[WHAT THE TASK REQUIRES] Express every one of the lines below as a JSON list of strings, with one string per line and blank lines omitted.

(Records excerpted from a collection)
▬▬▬▬▬▬

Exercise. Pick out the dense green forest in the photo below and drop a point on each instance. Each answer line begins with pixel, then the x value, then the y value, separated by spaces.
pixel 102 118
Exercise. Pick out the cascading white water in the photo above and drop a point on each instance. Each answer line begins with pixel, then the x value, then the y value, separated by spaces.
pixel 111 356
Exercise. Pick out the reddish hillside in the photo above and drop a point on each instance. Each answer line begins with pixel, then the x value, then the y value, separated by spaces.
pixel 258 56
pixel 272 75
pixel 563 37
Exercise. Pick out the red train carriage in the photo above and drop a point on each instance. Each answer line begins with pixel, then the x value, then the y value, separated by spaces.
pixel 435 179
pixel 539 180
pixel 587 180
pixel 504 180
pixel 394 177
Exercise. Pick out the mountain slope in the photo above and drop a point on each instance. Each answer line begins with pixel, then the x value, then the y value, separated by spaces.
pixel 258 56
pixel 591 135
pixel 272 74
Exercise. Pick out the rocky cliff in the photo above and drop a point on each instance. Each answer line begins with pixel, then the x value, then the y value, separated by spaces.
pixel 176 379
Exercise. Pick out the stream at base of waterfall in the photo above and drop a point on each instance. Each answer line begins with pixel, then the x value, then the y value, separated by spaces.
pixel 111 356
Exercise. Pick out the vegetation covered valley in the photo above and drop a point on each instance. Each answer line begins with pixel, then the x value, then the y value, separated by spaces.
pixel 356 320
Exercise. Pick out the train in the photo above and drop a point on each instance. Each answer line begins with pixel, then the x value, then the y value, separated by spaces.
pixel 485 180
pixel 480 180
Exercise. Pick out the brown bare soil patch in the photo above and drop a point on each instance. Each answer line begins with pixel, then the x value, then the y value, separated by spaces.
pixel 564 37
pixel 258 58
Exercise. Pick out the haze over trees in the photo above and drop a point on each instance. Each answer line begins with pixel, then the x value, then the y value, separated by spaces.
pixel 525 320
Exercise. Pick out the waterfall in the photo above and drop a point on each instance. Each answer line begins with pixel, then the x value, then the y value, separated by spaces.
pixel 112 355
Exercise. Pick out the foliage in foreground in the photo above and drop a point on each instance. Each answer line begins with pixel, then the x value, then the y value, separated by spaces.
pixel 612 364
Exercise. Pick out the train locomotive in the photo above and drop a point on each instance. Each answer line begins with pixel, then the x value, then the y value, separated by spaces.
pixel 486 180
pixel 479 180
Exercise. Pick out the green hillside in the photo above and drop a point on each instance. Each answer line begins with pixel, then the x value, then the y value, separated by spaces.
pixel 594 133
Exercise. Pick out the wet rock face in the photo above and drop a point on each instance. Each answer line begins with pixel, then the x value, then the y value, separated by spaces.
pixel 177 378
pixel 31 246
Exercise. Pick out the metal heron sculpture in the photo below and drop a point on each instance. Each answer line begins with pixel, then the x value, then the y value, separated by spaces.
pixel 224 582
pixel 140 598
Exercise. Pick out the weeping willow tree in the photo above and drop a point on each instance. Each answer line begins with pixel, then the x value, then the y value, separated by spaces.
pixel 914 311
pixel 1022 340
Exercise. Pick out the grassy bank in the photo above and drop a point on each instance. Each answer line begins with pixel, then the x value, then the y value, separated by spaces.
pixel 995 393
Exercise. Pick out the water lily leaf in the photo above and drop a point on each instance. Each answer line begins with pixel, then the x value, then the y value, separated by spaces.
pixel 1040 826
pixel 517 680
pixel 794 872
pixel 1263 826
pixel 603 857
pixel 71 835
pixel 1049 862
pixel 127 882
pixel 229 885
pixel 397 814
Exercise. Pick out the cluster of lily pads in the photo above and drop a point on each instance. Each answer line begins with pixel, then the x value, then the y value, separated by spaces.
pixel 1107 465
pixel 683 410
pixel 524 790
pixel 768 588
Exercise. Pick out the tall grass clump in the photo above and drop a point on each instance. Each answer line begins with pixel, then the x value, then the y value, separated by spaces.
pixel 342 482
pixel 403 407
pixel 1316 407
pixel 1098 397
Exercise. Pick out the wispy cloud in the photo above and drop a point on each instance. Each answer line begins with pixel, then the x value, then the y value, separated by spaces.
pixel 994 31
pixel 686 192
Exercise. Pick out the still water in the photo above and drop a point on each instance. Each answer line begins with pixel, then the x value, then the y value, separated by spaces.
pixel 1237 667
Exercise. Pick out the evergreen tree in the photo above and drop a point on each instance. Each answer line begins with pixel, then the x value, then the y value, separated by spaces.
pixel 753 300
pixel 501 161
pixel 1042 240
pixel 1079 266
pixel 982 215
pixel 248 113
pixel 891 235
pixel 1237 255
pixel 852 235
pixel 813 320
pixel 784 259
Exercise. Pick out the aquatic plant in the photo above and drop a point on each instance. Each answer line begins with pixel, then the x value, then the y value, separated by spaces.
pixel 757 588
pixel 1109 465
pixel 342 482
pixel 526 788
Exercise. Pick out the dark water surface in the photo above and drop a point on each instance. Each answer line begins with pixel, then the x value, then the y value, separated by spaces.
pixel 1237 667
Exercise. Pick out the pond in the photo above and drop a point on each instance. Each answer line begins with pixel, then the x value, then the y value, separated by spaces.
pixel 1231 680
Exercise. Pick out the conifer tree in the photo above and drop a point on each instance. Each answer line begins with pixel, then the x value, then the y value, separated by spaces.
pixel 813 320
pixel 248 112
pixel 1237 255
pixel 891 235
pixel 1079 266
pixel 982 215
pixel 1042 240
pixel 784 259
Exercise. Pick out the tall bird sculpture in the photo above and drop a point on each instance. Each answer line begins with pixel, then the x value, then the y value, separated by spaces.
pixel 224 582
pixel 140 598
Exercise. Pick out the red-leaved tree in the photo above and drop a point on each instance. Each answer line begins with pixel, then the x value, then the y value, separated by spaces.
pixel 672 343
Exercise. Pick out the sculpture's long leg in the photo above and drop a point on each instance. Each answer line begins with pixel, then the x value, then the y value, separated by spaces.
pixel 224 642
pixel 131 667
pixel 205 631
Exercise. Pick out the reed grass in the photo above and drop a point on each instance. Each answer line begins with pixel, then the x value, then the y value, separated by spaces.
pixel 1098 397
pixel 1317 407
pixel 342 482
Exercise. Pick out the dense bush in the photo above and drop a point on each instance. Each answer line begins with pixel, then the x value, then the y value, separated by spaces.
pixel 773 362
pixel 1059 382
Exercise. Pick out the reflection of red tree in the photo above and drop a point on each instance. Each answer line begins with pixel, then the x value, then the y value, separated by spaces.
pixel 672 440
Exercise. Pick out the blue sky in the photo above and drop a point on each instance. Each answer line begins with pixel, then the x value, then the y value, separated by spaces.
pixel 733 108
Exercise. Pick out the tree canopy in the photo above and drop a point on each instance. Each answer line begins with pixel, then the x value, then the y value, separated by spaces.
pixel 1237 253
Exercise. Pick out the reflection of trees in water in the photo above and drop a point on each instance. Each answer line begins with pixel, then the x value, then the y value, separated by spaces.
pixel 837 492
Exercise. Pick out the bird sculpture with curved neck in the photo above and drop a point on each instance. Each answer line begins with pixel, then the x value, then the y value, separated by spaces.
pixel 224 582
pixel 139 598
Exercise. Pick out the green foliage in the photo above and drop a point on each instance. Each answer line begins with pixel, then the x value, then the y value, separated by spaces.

▬▬▬▬▬▬

[WRITTEN SOLUTION]
[
  "Exercise. Pick out the dense green forest in the photo below and drop a point on each instance. Each answer line begins with pixel, then the x value, then the y value, separated by spaces.",
  "pixel 102 118",
  "Exercise. Pick out the cascading white water in the photo above and drop a point on each instance. Each answer line begins with pixel, then the x value, then the y value, separated by spaces.",
  "pixel 111 356",
  "Exercise. Pick out the reddish hillside in the photo above and drop a point on each instance. Each answer line begins with pixel, then the x value, then the y value, separated by spaces.",
  "pixel 258 56",
  "pixel 272 75",
  "pixel 563 37",
  "Exercise. Pick out the red train carriage in the photo above and drop a point on each instance. Each answer line begins with pixel, then the x value, then the y value, separated by spaces.",
  "pixel 435 179",
  "pixel 539 180",
  "pixel 587 180",
  "pixel 504 180",
  "pixel 394 177",
  "Exercise. Pick out the mountain slope in the photo above and drop a point on each instance. Each answer line begins with pixel, then the x value, then the y value, separated by spaces.",
  "pixel 258 56",
  "pixel 591 135",
  "pixel 272 74",
  "Exercise. Pick out the rocky cliff in the photo above and drop a point on each instance. Each answer line begins with pixel, then the x value, then the y value, separated by spaces.",
  "pixel 176 379",
  "Exercise. Pick out the stream at base of waterfall in the photo above and drop a point on each instance. Each answer line begins with pixel, then the x value, then the y value, separated by spaces.",
  "pixel 111 356",
  "Exercise. Pick out the vegetation covered valley in the photo above and drop a point on each instance. Each answer line begins with pixel, then the x value, then the y value, separated by spaces.",
  "pixel 356 320",
  "Exercise. Pick out the train in the photo above and drop a point on each instance. Each answer line begins with pixel, then the x value, then the y value, separated by spaces.",
  "pixel 485 180",
  "pixel 480 180",
  "Exercise. Pick out the brown bare soil patch in the photo above and drop a point on each instance. Each answer line begins with pixel, then the x value, then the y value, separated by spaces.",
  "pixel 564 37",
  "pixel 258 58",
  "Exercise. Pick out the haze over trees in the photo above and drop a point on each instance. Each answer line begins with pixel, then the x value, then the y value, separated by spaces.",
  "pixel 525 320",
  "Exercise. Pick out the waterfall in the photo above and drop a point on each instance. Each answer line begins with pixel, then the x value, then the y value, separated by spaces.",
  "pixel 112 355",
  "Exercise. Pick out the foliage in foreground in the photo above and drop a point on each instance. Each answer line begins with pixel, then the x value, then the y value, separated by spaces.",
  "pixel 612 364",
  "Exercise. Pick out the train locomotive in the photo above and drop a point on each instance. Each answer line begins with pixel, then the x value, then the y value, separated by spaces.",
  "pixel 486 180",
  "pixel 479 180",
  "Exercise. Pick out the green hillside in the photo above and drop a point on each instance. Each answer line begins with pixel, then the x value, then the y value, separated by spaces.",
  "pixel 594 133",
  "Exercise. Pick out the wet rock face in the photo above and drop a point on each instance. Each answer line begins with pixel, then the x value, then the y value, separated by spaces.",
  "pixel 177 378",
  "pixel 31 246",
  "Exercise. Pick out the metal heron sculpture in the photo below and drop a point on each instance. Each answer line begins with pixel, then the x value, then the y value, separated by spaces.",
  "pixel 224 582",
  "pixel 140 598",
  "Exercise. Pick out the weeping willow tree in the photo above and drop a point on each instance. Each answer line begins with pixel, then the x value, then the y value, separated by spaces.",
  "pixel 914 311",
  "pixel 1022 340",
  "Exercise. Pick out the grassy bank in the photo above and drop a point on each instance. Each answer line begins with pixel, then the x value, then the y value, separated by spaces.",
  "pixel 995 393",
  "Exercise. Pick out the water lily leaf in the photo above and drop a point on each instance. Each answer line begins with pixel, then the x value, then the y value, separated by spaces.",
  "pixel 1040 826",
  "pixel 517 680",
  "pixel 794 872",
  "pixel 1263 826",
  "pixel 603 857",
  "pixel 71 835",
  "pixel 1049 862",
  "pixel 127 882",
  "pixel 229 885",
  "pixel 397 814",
  "Exercise. Pick out the cluster of lily pads in the photo above and drop a point on each instance. Each answer line begins with pixel, then the x value, then the y value, separated by spaces.",
  "pixel 1107 465",
  "pixel 683 410",
  "pixel 524 790",
  "pixel 768 588",
  "Exercise. Pick out the tall grass clump in the photo above and drop a point on each instance. Each answer line begins with pixel, then the x value, then the y value, separated by spaces.",
  "pixel 342 482",
  "pixel 403 407",
  "pixel 1316 407",
  "pixel 1098 397",
  "Exercise. Pick out the wispy cloud in the photo above and drop a point on each instance. Each answer line begins with pixel, then the x value, then the y value, separated by spaces.",
  "pixel 994 31",
  "pixel 686 192",
  "Exercise. Pick out the still water in the photo above and drop a point on each instance. Each answer line begins with pixel, then the x value, then the y value, separated by spaces.",
  "pixel 1237 667",
  "Exercise. Pick out the evergreen tree in the photo above and drop a point on each instance. Each answer line begins with pixel, then the x value, then the y value, separated by spaces.",
  "pixel 753 300",
  "pixel 501 161",
  "pixel 1042 240",
  "pixel 1079 266",
  "pixel 982 215",
  "pixel 248 113",
  "pixel 891 235",
  "pixel 1237 255",
  "pixel 852 235",
  "pixel 813 320",
  "pixel 784 259",
  "Exercise. Pick out the aquatic plant in the photo above and drop a point on each instance. Each answer line begins with pixel, then the x value, then the y value, separated by spaces.",
  "pixel 757 588",
  "pixel 1109 465",
  "pixel 342 482",
  "pixel 526 788",
  "Exercise. Pick out the dark water surface in the photo above and drop a point on each instance. Each answer line begins with pixel, then the x value, then the y value, separated by spaces.",
  "pixel 1237 667",
  "Exercise. Pick out the pond in the photo above and drop a point on each instance. Each answer line begins with pixel, then the x value, then the y value, separated by spaces.",
  "pixel 1231 680",
  "Exercise. Pick out the conifer tree in the photo above and drop a point on each instance. Each answer line begins with pixel, then the x value, then the y value, separated by spaces.",
  "pixel 813 320",
  "pixel 248 112",
  "pixel 1237 255",
  "pixel 891 235",
  "pixel 1079 266",
  "pixel 982 215",
  "pixel 1042 240",
  "pixel 784 259",
  "Exercise. Pick out the tall bird sculpture in the photo above and drop a point on each instance. Each answer line begins with pixel, then the x value, then the y value, separated by spaces.",
  "pixel 224 582",
  "pixel 140 598",
  "Exercise. Pick out the red-leaved tree in the photo above and drop a point on each instance. Each answer line begins with pixel, then the x value, then the y value, separated by spaces.",
  "pixel 672 343",
  "Exercise. Pick out the sculpture's long leg in the photo above and drop a point on each instance. Each answer line begins with pixel, then the x value, then the y value, separated by spaces.",
  "pixel 224 642",
  "pixel 131 667",
  "pixel 205 631",
  "Exercise. Pick out the reed grass in the photo above and drop a point on each instance. Each answer line begins with pixel, then the x value, then the y value, separated by spaces.",
  "pixel 1098 397",
  "pixel 1317 407",
  "pixel 342 482",
  "Exercise. Pick out the dense bush in the photo above and drop a point on each instance. Each answer line begins with pixel, then the x value, then the y value, separated by spaces.",
  "pixel 773 362",
  "pixel 1059 382",
  "Exercise. Pick out the reflection of red tree in the photo above and drop a point on each instance. Each answer line begins with pixel, then the x value, then the y value, separated by spaces.",
  "pixel 672 440",
  "Exercise. Pick out the blue sky in the photo above and drop a point on each instance. Each answer line begins with pixel, then the x value, then the y value, separated by spaces.",
  "pixel 733 108",
  "Exercise. Pick out the tree canopy in the photo above and drop a point on each instance. Each answer line begins with pixel, then the x value, then the y value, separated by spaces.",
  "pixel 1237 253",
  "Exercise. Pick out the reflection of trees in water in the photo above and drop a point on each instance. Each answer line begins with pixel, then the x value, then the y value, separated by spaces.",
  "pixel 837 492",
  "Exercise. Pick out the bird sculpture with curved neck in the photo above and drop a point on each instance. Each answer line begins with pixel, then the x value, then the y value, separated by spaces.",
  "pixel 224 582",
  "pixel 139 598",
  "Exercise. Pick out the green foliage in the photo above and drop a point on each instance. Each answer line begins with pixel, then the x value, then the y value, separated by spaces."
]